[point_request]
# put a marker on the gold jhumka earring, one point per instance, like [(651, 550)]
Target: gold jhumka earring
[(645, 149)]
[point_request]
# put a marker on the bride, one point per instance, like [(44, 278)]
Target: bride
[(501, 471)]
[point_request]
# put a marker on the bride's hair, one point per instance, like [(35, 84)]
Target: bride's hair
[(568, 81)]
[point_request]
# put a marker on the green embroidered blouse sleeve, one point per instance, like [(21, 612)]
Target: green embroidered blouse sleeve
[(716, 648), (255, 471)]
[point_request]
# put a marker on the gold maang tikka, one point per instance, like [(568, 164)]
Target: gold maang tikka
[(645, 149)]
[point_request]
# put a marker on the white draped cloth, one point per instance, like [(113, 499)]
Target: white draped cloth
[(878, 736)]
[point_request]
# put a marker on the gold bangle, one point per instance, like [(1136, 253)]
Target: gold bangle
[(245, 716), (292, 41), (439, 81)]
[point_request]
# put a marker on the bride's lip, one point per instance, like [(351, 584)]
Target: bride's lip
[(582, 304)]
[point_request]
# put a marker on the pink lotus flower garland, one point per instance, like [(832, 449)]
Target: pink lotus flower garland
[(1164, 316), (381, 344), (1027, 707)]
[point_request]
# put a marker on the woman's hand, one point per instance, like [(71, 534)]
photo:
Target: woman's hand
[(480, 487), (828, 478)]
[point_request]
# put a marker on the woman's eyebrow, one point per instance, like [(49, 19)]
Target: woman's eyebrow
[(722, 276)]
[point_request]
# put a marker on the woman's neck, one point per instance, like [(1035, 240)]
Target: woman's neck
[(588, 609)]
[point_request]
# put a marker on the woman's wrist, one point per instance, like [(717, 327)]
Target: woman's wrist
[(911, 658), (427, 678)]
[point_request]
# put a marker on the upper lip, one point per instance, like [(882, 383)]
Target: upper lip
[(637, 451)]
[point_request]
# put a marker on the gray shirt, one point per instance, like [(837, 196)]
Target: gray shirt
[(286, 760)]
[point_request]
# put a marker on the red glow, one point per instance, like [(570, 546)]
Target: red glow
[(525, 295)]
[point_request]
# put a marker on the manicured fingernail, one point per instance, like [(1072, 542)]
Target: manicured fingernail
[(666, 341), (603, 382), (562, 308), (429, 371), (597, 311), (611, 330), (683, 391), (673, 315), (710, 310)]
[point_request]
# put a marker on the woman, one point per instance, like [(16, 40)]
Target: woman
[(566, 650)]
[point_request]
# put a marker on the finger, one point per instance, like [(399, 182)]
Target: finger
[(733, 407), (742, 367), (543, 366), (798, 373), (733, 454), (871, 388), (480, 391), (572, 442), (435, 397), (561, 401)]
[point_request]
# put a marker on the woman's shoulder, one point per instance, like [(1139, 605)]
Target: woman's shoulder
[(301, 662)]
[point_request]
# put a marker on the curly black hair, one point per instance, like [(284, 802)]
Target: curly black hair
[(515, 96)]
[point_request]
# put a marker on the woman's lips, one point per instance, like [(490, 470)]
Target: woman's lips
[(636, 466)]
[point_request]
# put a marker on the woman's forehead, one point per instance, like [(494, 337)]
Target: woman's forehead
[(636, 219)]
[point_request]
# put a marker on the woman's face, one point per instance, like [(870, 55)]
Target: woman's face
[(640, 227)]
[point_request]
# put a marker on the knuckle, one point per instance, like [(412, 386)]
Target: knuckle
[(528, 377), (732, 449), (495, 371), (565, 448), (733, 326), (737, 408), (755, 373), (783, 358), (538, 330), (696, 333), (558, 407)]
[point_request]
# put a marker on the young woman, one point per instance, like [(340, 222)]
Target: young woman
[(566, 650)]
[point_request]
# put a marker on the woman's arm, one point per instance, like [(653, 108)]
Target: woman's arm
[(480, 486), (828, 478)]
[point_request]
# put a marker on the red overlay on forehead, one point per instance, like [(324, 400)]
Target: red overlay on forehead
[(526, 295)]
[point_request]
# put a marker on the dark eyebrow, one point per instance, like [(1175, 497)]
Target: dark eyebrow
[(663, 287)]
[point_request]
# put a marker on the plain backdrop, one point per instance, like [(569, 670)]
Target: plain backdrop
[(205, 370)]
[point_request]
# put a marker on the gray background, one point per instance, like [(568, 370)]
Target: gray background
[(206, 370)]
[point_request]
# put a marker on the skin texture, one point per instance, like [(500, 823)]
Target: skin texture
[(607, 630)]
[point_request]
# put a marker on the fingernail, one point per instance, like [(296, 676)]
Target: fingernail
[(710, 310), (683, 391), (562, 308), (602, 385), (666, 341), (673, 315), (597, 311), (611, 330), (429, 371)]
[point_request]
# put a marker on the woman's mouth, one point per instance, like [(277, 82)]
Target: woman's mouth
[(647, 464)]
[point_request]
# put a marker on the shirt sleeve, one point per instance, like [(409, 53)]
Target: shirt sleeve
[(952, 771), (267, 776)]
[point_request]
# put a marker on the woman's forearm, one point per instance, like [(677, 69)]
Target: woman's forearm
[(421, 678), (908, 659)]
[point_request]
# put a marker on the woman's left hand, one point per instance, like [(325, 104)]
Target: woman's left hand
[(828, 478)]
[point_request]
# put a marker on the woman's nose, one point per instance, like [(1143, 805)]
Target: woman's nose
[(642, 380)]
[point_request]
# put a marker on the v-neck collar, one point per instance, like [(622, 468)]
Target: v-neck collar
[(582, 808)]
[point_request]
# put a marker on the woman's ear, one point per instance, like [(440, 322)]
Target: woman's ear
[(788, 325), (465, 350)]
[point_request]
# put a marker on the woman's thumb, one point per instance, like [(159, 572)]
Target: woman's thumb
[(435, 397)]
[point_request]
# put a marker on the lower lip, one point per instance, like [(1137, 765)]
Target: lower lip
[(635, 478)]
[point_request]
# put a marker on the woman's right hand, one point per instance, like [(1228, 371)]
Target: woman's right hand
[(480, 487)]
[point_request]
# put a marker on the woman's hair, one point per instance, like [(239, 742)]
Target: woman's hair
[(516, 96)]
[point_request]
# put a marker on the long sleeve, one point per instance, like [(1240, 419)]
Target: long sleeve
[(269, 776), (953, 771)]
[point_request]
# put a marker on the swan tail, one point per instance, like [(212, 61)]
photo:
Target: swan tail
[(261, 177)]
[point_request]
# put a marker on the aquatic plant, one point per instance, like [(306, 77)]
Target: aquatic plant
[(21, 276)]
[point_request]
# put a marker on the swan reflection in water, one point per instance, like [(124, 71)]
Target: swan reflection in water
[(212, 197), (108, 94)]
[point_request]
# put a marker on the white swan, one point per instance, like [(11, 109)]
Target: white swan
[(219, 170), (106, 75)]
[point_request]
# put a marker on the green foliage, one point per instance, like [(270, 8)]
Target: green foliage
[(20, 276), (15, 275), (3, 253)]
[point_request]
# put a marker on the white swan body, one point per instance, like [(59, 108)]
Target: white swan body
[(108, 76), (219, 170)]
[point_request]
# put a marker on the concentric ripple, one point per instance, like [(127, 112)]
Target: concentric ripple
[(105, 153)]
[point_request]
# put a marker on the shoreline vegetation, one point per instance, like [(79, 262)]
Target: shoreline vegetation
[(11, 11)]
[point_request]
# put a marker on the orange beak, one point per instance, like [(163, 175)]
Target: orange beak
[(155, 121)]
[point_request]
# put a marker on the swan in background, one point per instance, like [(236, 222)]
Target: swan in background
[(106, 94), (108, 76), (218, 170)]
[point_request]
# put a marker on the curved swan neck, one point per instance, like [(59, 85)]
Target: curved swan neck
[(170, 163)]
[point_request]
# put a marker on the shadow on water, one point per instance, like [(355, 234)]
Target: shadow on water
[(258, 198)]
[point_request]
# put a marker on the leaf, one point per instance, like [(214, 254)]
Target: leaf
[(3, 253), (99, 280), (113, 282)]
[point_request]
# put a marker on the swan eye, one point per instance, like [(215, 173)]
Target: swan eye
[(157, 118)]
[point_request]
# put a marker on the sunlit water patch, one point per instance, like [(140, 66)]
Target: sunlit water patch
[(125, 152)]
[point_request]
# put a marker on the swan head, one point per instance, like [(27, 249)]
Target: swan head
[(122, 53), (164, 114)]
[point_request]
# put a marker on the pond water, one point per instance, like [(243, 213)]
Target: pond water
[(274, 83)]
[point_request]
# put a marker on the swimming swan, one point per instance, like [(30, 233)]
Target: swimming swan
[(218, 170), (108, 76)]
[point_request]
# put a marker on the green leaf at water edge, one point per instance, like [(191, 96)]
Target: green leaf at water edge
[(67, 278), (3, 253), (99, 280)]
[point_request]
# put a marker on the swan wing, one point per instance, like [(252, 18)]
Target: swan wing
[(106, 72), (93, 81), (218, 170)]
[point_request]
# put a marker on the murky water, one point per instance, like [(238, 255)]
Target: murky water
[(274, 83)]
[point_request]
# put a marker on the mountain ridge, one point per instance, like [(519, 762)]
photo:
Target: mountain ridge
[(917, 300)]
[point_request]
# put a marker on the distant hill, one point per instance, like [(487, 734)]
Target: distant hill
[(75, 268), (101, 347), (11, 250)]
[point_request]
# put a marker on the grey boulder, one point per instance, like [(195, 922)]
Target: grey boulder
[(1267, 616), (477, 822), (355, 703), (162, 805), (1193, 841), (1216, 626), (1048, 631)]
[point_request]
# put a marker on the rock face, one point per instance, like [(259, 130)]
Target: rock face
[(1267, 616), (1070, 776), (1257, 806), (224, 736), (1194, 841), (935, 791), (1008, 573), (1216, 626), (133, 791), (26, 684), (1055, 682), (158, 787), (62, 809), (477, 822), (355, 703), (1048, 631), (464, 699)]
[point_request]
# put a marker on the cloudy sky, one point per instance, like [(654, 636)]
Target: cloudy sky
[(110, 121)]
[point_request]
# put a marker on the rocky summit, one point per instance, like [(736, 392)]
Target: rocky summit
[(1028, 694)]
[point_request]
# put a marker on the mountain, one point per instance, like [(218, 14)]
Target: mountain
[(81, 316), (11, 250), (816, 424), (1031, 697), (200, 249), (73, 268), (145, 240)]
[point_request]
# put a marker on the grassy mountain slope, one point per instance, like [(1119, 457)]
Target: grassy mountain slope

::::::

**Exercise**
Exactly repeat the lines above, from the opening line through the one with "# put a marker on the green embroidered", and include nothing else.

**Exercise solution**
[point_request]
# put a marker on the gold jhumka earring, one point per instance, like [(651, 550)]
Target: gold jhumka earring
[(645, 149)]
[point_request]
# put a marker on the bride, one point per instance, like [(44, 278)]
Target: bride
[(501, 471)]
[point_request]
# put a marker on the bride's hair, one point per instance, like [(35, 84)]
Target: bride's hair
[(568, 81)]
[point_request]
# put a marker on the green embroidered blouse sleeve, one point per instance, like [(21, 612)]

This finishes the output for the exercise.